- PASSAGE PROVIDED:
════════════════
Perhaps an even more impressive number, though? The Sobratos have invested more than $412 million into various philanthropic efforts in the Valley. As John A. took the helm of the real estate business in the 1960s, his mother focused on volunteerism and charitable endeavors. In 1996, the family — including John’s wife, Sue, and their three children: John Michael Sobrato, Lisa Sobrato Sonsini and Sheri Sobrato Brisson — formally organized its philanthropy with the launch of the Sobrato Family Foundation, whose mission revolves around education and economic opportunity. According to its 2018 Annual Impact Report, SFF bestowed $42.6 million in grants and programs, and its real estate holdings resulted in $5.8 million in rent savings across 73 tenant organizations.
Indeed, the Sobrato heirs have carried on Ann’s humanitarian legacy. John M., who led TSO from 1997 to 2013, is now focusing on philanthropy. Like his parents, he and his wife, Timi, signed Warren Buffett’s Giving Pledge to commit at least half of their fortune to charity. Lisa is SFF’s board president and an advocate for the rights of disadvantaged youth. (Her husband, Matthew Sonsini, is the current CEO of TSO.) Sheri concentrates on causes related to children facing serious illnesses and their families.
════════════════
- GIVEN INFORMATION:

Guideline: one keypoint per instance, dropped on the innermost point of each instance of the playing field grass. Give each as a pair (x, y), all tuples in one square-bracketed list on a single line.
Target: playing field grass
════════════════
- EXERCISE INSTRUCTIONS:
1 > Copy the stretch of the passage on Sobrato family philanthropy from "Indeed, the Sobrato" through "and their families.".
2 > According to the passage on Sobrato family philanthropy, do these statements hold? Answer yes or no to each, and quote the words of the passage that decide it. (a) The Sobrato Family Foundation was launched in 1996. (b) Lisa Sobrato Sonsini is the current CEO of TSO. (c) The 2018 Annual Impact Report says SFF gave $5.8 million in grants and programs.
Use only the passage on Sobrato family philanthropy, not the data.

- ANSWERS TO THE PROBLEMS:
1 >
Indeed, the Sobrato heirs have carried on Ann’s humanitarian legacy. John M., who led TSO from 1997 to 2013, is now focusing on philanthropy. Like his parents, he and his wife, Timi, signed Warren Buffett’s Giving Pledge to commit at least half of their fortune to charity. Lisa is SFF’s board president and an advocate for the rights of disadvantaged youth. (Her husband, Matthew Sonsini, is the current CEO of TSO.) Sheri concentrates on causes related to children facing serious illnesses and their families.

2 >
(a) Yes: "In 1996, the family — including John’s wife, Sue, and their three children: John Michael Sobrato, Lisa Sobrato Sonsini and Sheri Sobrato Brisson — formally organized its philanthropy with the launch of the Sobrato Family Foundation"
(b) No: "Lisa is SFF’s board president" and "(Her husband, Matthew Sonsini, is the current CEO of TSO.)"
(c) No: "SFF bestowed $42.6 million in grants and programs, and its real estate holdings resulted in $5.8 million in rent savings across 73 tenant organizations."